* [GIVEN REQUEST] Identify the line with "Do you see the square"; copy word for word that line and every one after it, to the end of the listing. Exclude pictures.

* [DATA]
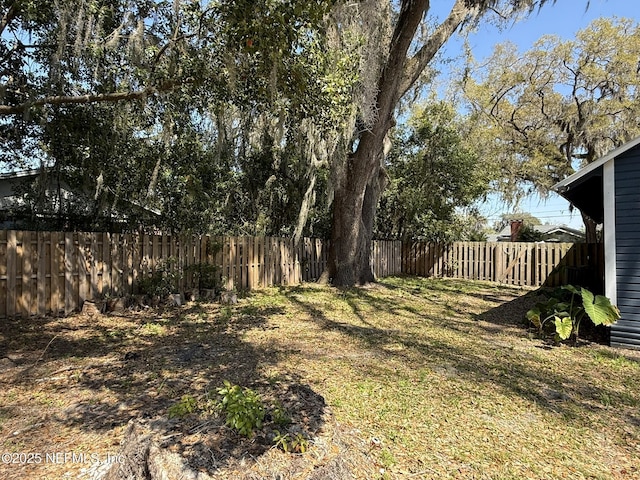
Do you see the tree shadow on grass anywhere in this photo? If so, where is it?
[0,304,325,476]
[284,284,636,427]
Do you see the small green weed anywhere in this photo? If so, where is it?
[218,380,265,437]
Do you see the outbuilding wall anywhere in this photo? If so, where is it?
[611,146,640,348]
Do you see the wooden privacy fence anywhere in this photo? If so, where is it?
[402,242,604,288]
[0,230,402,318]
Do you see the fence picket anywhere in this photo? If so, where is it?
[0,231,604,318]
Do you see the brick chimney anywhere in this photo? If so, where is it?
[511,220,523,242]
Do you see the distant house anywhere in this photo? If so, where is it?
[553,137,640,348]
[0,169,160,231]
[487,225,585,243]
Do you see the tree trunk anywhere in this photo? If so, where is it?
[328,132,382,286]
[327,0,429,286]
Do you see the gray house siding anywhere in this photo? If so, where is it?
[611,146,640,348]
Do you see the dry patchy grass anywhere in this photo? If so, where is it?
[0,278,640,479]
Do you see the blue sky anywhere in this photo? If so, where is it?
[431,0,640,232]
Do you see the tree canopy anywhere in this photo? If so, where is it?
[463,18,640,235]
[376,100,489,241]
[0,0,564,285]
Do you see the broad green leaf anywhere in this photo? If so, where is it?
[582,288,620,325]
[554,317,573,340]
[562,285,580,295]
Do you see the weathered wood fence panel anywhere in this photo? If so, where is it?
[0,230,402,318]
[402,242,604,289]
[0,230,604,318]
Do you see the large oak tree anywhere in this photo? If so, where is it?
[0,0,546,286]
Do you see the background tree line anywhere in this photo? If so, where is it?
[0,0,638,284]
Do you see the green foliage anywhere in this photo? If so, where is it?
[184,263,222,293]
[168,394,198,418]
[526,285,620,341]
[138,257,182,298]
[218,380,265,437]
[464,18,640,200]
[271,402,291,427]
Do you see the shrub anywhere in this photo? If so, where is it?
[218,380,265,437]
[526,285,620,342]
[138,257,181,298]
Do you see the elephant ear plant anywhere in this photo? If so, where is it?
[527,285,620,342]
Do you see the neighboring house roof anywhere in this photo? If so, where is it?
[552,137,640,223]
[552,137,640,320]
[487,225,584,242]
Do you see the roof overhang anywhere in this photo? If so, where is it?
[552,137,640,223]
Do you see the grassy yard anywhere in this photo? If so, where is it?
[0,278,640,479]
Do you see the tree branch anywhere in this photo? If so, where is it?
[398,0,478,97]
[0,0,20,35]
[0,82,178,117]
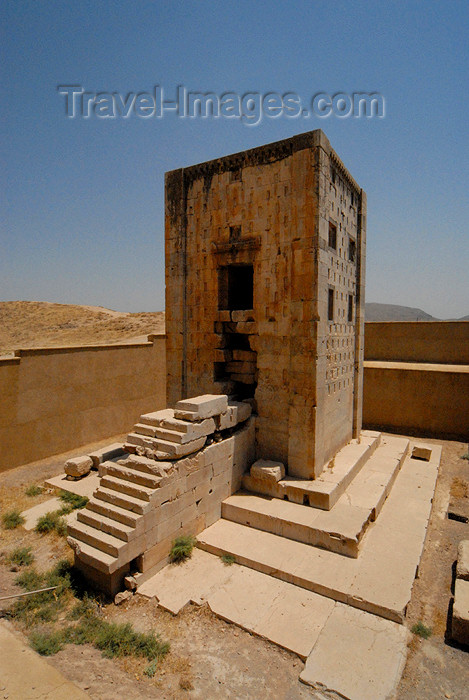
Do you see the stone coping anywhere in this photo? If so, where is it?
[363,360,469,374]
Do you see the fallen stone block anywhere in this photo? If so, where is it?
[114,592,135,605]
[174,394,228,421]
[88,442,124,469]
[216,401,252,430]
[158,418,217,440]
[456,540,469,581]
[451,578,469,644]
[153,437,207,459]
[139,408,174,428]
[250,459,285,482]
[65,456,93,479]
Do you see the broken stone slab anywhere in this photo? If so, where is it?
[456,540,469,581]
[158,417,217,440]
[216,401,252,430]
[139,408,174,428]
[114,592,135,605]
[300,603,409,700]
[250,459,285,483]
[174,394,228,421]
[154,437,207,459]
[451,578,469,644]
[65,455,93,479]
[88,442,124,469]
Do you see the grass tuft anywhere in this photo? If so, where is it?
[29,630,64,656]
[94,622,169,661]
[2,510,24,530]
[59,491,89,513]
[411,620,432,639]
[34,510,67,536]
[25,484,43,498]
[8,547,34,566]
[169,535,197,564]
[221,554,236,566]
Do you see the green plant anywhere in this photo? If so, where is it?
[25,484,43,497]
[169,535,197,563]
[34,510,67,536]
[143,659,158,678]
[221,554,236,566]
[94,622,169,661]
[2,510,24,530]
[59,491,89,513]
[411,620,432,639]
[29,630,64,656]
[8,547,34,566]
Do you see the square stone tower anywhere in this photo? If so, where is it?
[165,130,366,479]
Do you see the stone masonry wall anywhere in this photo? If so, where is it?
[166,131,366,478]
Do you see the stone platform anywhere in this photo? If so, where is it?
[222,435,409,558]
[198,445,441,623]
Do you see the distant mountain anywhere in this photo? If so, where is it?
[365,303,436,321]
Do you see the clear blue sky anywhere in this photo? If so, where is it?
[0,0,469,318]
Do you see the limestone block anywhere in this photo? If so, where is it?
[250,459,285,482]
[88,442,124,469]
[456,540,469,581]
[139,408,174,427]
[174,394,228,421]
[451,578,469,644]
[134,423,156,437]
[65,456,93,479]
[154,437,207,459]
[159,418,217,440]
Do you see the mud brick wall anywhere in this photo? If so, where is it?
[165,130,366,478]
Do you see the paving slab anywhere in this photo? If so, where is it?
[138,549,233,615]
[45,472,100,498]
[197,445,441,623]
[300,603,409,700]
[0,620,90,700]
[138,549,335,660]
[21,498,63,530]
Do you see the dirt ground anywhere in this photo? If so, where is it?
[0,440,469,700]
[0,301,165,355]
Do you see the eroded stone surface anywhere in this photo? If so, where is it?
[300,603,408,700]
[250,459,285,482]
[456,540,469,581]
[65,456,93,479]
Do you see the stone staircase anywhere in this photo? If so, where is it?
[68,395,254,593]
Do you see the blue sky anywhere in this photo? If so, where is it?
[0,0,469,318]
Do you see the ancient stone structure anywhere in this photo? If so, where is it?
[166,130,366,479]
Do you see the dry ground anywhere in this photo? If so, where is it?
[0,301,164,355]
[0,440,469,700]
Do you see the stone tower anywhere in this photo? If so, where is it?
[165,130,366,479]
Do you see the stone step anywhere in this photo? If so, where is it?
[243,430,381,510]
[77,508,137,542]
[118,454,174,478]
[86,497,140,527]
[99,462,162,489]
[228,437,408,558]
[67,520,127,557]
[197,445,441,623]
[100,476,155,503]
[67,535,119,574]
[93,486,151,515]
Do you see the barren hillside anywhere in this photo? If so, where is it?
[0,301,164,354]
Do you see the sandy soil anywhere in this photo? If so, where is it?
[0,301,164,355]
[0,440,469,700]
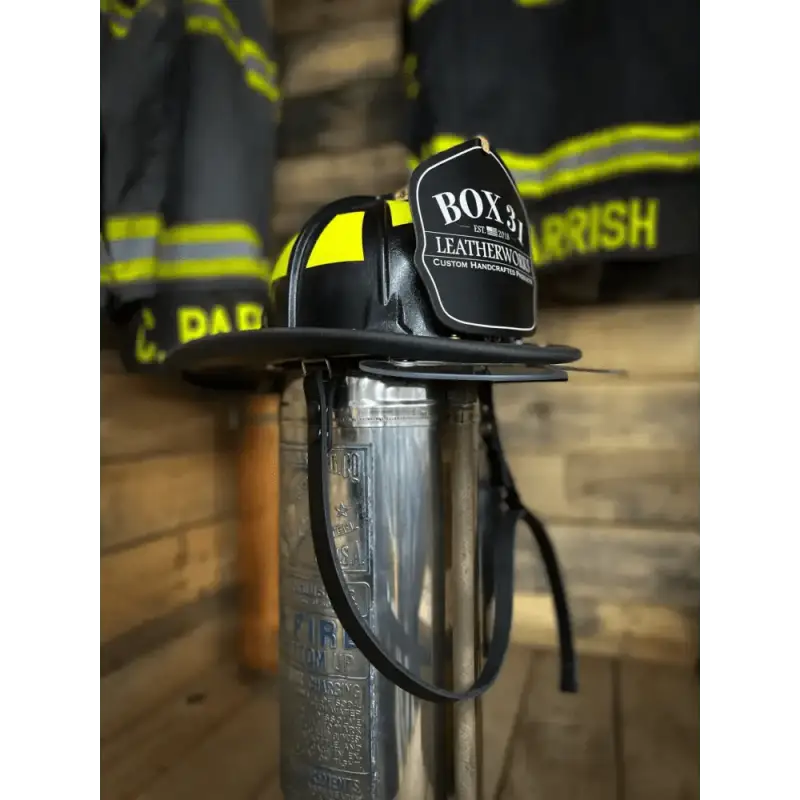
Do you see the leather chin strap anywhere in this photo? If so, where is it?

* [RESULT OF THIS EXERCISE]
Do you see the square stone tower anywhere in this photo? If so, where is it?
[165,130,366,479]
Do you see the stone masonry wall anywhere in this photo? If so, where is it?
[166,131,366,478]
Do you see the stone platform anywhere in this photo? If so, where is it?
[222,435,409,558]
[198,445,441,623]
Do you see the distant mountain anywhere in this photo? If so, where is it?
[365,303,436,321]
Do you see the clear blue sky anywhere in this photo? If so, where is it?
[0,0,469,318]
Do you see the limestone block anywhere in this photo? If so, where is it?
[250,459,285,482]
[88,442,124,469]
[456,540,469,581]
[139,408,174,427]
[174,394,228,421]
[451,578,469,644]
[134,423,156,437]
[65,456,93,479]
[154,437,207,459]
[159,418,217,440]
Do you see the mud brick wall anywhere in this photo? If so, where is it?
[165,130,366,478]
Do you see the paving slab anywhere in this photo? If so, where is it?
[138,549,233,615]
[45,472,100,498]
[197,445,441,623]
[300,603,409,700]
[0,620,90,700]
[138,549,335,660]
[21,498,63,530]
Do you see the dirt ground anywhere in this photo? If so, where is it?
[0,440,469,700]
[0,301,165,355]
Do you see the eroded stone surface anywhere in this photo? If so, where is it?
[300,603,408,700]
[250,459,285,482]
[456,540,469,581]
[65,456,93,479]
Do you see the stone staircase anywhere in this photo? If so, where is it?
[68,395,254,593]
Do you see the blue sky anywhere in this photo? If so, where is it?
[0,0,469,318]
Do you see the ancient stone structure anywhere in this photo? If so, where is it?
[166,130,366,479]
Do you see the dry ground anywhere in this photo? If so, where is it?
[0,301,164,355]
[0,440,469,700]
Do you see the stone tower anywhere in this photo? If so, where is it?
[165,130,366,479]
Do you see the stone step anywhere in this photo? If so, where is it?
[243,430,381,510]
[77,508,137,542]
[118,454,174,478]
[86,497,140,527]
[99,462,162,489]
[228,437,408,558]
[67,520,127,557]
[197,445,441,623]
[100,476,155,503]
[67,535,119,574]
[93,486,151,515]
Do you see the barren hillside anywhere in this photo? If so, where is it?
[0,301,164,354]
Do you see the sandy soil anywhere in this photo? If so, where is it?
[0,301,164,355]
[0,440,469,700]
Do you see the leather chin strap anywhere in this photo? If so, where is it?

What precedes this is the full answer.